### GOAL 1
Which lines of the signal-queue text show the terminal session, commands and output both? List every one.

### SOURCE TEXT
##############################

It was just a month or so ago when I finally made to change to use a
non-real-time signal for signalling stop-for-gc. It was motivated by
the fact that even with rt signals there needs to be a fallback
mechanism for when the rt signal queue overflows. Another reason was
that _different processes_ could interfere with each other: if one
filled the queue the other processes would hang too (there was no
fallback mechanism implemented). From this behaviour, it seemed that
the rt signal queue was global. Attached is a test program that
reproduces this.
$ gcc -lpthread rt-signal-queue-overflow.c
$ (./a.out &); sleep 1; ./a.out
pthread_kill returned EAGAIN, errno=0, count=24566
pthread_kill returned EAGAIN, errno=0, count=0
There are two notable things here. The first is that pthread_kill
returns EAGAIN that's not mentioned on the man page, but does not set
errno. The other is that the first process filled the rt signal queue
and the second one could not send a single signal successfully.

##############################

(Pointing and labeling records)
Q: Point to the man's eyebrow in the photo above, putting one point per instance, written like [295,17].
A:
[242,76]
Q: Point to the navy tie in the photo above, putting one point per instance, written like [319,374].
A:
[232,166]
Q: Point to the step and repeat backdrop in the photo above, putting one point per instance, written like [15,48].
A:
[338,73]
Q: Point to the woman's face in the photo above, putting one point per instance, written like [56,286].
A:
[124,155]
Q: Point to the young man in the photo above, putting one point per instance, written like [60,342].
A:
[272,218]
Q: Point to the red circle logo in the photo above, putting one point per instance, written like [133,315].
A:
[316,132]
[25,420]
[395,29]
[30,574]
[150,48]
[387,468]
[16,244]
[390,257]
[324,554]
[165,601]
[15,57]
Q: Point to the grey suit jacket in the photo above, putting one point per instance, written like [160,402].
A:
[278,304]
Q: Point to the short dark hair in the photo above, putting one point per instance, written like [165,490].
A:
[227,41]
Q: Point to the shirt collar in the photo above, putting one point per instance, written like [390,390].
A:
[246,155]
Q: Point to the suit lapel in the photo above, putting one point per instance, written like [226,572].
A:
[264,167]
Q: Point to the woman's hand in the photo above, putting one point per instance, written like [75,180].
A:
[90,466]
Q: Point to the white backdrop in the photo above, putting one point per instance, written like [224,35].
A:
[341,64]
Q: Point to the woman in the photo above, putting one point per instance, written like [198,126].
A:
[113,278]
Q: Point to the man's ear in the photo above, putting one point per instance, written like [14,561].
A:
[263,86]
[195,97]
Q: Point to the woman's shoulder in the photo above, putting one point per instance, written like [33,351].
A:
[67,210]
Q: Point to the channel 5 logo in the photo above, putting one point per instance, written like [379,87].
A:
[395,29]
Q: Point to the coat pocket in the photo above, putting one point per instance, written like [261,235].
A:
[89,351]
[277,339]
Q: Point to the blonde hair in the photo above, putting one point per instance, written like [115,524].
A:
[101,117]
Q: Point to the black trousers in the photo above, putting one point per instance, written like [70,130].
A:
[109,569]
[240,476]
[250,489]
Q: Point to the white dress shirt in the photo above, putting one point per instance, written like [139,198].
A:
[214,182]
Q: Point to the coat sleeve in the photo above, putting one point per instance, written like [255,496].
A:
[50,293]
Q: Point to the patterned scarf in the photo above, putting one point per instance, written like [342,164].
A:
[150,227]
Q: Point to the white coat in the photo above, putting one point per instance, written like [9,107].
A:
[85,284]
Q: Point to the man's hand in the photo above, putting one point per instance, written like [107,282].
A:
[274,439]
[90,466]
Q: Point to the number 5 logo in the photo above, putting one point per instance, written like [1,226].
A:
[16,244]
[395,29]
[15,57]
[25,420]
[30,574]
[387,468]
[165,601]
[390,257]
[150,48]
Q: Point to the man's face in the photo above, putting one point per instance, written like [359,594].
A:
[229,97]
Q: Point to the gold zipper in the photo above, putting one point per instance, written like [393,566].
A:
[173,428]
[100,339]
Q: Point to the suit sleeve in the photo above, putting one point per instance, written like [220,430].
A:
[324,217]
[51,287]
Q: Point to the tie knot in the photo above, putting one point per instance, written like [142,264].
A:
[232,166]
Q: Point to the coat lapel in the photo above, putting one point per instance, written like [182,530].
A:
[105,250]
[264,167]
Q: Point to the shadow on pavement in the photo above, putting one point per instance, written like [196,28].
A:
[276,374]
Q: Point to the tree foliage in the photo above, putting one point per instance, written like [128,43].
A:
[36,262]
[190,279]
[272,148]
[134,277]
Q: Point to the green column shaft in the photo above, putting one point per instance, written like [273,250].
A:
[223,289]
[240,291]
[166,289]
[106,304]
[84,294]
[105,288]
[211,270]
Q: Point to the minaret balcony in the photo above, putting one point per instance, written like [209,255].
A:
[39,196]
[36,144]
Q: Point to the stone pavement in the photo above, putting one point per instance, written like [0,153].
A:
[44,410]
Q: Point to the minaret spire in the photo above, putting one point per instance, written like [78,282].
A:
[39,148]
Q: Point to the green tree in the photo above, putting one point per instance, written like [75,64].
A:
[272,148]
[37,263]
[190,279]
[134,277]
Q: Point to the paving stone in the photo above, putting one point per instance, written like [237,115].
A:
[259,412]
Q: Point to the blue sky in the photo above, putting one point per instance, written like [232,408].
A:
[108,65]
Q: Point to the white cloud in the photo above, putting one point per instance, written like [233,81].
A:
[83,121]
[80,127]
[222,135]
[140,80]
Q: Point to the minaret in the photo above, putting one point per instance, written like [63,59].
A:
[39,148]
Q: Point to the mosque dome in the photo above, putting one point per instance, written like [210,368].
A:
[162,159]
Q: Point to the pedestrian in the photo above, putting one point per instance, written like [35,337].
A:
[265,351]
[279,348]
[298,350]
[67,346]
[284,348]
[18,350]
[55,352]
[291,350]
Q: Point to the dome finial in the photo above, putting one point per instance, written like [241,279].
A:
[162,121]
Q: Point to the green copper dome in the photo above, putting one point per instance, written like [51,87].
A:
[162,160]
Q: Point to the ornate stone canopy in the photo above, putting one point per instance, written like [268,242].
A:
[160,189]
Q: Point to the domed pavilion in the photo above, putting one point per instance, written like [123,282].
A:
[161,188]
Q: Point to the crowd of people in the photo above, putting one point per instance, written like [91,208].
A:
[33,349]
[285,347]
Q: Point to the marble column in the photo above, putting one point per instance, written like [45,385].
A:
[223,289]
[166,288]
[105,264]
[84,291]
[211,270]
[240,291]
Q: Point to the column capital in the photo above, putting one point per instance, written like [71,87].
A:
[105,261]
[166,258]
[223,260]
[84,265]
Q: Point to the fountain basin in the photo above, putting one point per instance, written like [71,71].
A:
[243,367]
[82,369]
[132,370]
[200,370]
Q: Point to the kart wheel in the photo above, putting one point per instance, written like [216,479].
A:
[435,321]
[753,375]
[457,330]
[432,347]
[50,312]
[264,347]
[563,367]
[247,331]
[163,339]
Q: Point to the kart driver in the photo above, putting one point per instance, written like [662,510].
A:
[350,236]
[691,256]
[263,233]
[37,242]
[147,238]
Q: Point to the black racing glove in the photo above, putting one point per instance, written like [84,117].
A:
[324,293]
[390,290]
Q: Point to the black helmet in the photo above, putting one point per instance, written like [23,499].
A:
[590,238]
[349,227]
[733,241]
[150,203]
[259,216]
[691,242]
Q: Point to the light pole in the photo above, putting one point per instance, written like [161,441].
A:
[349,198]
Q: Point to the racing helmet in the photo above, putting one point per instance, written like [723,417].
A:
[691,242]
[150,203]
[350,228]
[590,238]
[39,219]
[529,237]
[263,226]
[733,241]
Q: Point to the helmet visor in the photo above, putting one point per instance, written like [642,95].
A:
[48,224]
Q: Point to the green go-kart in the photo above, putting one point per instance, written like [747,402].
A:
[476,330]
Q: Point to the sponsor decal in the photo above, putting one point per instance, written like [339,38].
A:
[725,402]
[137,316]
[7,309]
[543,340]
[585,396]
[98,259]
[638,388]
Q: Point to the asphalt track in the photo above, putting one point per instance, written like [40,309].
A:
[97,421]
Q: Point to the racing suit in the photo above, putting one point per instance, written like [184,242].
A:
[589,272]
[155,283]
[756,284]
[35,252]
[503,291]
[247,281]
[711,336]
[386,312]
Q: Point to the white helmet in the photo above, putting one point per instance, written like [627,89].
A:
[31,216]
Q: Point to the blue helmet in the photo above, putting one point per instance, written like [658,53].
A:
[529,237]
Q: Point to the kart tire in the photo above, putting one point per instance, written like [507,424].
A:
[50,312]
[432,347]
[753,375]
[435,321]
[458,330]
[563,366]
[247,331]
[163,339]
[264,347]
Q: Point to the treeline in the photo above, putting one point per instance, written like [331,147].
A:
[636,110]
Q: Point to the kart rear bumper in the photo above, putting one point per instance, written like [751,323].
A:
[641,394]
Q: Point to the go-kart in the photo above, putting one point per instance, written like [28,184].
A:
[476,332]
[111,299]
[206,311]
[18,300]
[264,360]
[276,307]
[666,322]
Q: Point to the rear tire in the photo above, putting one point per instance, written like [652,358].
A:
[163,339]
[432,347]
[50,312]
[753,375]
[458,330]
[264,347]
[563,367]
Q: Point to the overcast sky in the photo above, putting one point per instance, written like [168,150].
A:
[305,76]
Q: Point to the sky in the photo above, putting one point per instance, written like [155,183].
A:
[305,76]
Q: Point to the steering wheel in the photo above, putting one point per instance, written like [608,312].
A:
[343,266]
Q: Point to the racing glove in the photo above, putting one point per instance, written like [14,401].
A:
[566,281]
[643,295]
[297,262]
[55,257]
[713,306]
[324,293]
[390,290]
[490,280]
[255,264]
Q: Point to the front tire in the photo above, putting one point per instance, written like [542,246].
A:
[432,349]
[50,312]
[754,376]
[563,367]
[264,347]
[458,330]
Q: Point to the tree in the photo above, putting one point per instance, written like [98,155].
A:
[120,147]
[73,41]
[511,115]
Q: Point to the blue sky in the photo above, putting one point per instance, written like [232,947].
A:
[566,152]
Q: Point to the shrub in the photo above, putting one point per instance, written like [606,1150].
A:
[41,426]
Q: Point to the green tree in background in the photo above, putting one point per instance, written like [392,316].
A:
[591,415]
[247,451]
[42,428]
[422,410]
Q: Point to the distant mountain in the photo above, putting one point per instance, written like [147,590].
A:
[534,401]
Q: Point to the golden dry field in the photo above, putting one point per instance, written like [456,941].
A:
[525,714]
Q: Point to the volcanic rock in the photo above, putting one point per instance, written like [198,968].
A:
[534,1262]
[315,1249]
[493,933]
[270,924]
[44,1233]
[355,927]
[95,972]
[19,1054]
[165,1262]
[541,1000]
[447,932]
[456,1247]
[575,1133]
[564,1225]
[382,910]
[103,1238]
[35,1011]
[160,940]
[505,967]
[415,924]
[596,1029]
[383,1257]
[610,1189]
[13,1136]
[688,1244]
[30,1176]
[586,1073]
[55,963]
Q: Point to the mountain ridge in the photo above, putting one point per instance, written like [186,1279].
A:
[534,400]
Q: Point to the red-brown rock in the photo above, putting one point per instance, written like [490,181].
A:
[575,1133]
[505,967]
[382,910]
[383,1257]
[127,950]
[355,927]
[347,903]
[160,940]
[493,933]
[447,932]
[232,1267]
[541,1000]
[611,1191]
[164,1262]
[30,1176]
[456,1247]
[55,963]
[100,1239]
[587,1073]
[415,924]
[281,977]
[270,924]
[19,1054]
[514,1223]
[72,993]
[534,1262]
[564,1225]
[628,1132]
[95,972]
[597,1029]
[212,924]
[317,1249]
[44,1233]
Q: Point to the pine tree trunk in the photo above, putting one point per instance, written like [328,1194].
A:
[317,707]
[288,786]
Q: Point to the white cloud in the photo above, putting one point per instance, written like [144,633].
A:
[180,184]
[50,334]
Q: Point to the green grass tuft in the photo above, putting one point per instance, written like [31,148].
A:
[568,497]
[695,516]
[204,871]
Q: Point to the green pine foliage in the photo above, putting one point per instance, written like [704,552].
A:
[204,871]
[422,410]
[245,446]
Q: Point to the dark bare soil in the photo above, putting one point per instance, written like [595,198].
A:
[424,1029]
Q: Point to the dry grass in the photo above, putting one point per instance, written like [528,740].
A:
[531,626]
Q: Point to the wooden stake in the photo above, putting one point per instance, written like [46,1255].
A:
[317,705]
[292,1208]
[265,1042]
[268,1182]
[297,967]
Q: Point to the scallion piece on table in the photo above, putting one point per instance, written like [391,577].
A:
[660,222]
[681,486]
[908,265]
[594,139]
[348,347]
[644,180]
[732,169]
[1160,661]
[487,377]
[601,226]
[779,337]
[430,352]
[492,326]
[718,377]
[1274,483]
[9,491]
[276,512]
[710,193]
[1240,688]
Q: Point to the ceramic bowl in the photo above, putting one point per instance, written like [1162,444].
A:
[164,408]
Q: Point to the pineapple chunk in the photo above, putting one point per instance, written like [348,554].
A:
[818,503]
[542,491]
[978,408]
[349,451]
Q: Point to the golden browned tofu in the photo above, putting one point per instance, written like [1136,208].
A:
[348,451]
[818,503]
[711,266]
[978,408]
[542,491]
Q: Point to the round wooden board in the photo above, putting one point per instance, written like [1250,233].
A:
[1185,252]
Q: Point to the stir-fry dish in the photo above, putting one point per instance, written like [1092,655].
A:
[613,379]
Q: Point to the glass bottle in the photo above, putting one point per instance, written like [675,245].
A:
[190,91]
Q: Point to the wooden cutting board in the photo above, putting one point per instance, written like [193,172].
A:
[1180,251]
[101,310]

##############################

### GOAL 2
Rewrite the records from the line containing "Q: Point to the ceramic" through the end of the records, putting "Indicate" wherever "Point to" stands and leaving everything else unchanged.

### ANSWER 1
$ gcc -lpthread rt-signal-queue-overflow.c
$ (./a.out &); sleep 1; ./a.out
pthread_kill returned EAGAIN, errno=0, count=24566
pthread_kill returned EAGAIN, errno=0, count=0

### ANSWER 2
Q: Indicate the ceramic bowl in the photo above, putting one point per instance, written like [1162,444].
A:
[164,408]
Q: Indicate the pineapple chunk in the photo above, putting one point per instance, written like [348,554].
A:
[818,503]
[542,491]
[978,408]
[349,451]
Q: Indicate the golden browned tofu in the photo above, putting one point per instance, written like [1136,208].
A:
[348,451]
[818,503]
[711,266]
[978,408]
[542,491]
Q: Indicate the round wooden board in the photo above, putting one point per instance, written like [1250,233].
A:
[1185,252]
Q: Indicate the stir-fry dish in the photo above, putting one point per instance, written like [1092,655].
A:
[613,379]
Q: Indicate the glass bottle in the photo above, putting one point per instance, written like [675,245].
A:
[190,91]
Q: Indicate the wooden cutting board in the photo above, putting one point per instance, written like [193,172].
A:
[1180,251]
[101,310]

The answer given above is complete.